# WHAT YOU SHOULD DO
Only lines containing the string "marker" belong in the answer; copy all of them from the entries.

# DATA PROVIDED

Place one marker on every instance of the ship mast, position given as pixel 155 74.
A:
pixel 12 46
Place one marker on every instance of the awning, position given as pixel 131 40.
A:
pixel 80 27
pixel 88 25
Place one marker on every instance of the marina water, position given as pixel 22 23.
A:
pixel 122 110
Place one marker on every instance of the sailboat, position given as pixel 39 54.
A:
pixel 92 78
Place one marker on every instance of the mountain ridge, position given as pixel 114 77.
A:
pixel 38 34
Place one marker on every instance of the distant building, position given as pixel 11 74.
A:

# TASK RESPONSE
Place one marker on every instance of the ship mast, position given as pixel 155 74.
Place one marker on every instance of the awning, position given as pixel 131 40.
Place one marker on every instance of the marina water, position given as pixel 22 23.
Place one marker on every instance of the sailboat, position given as pixel 39 54.
Place one marker on every instance of the mountain ridge, position given as pixel 114 77.
Place one marker on every instance of the distant building, position given as pixel 11 74.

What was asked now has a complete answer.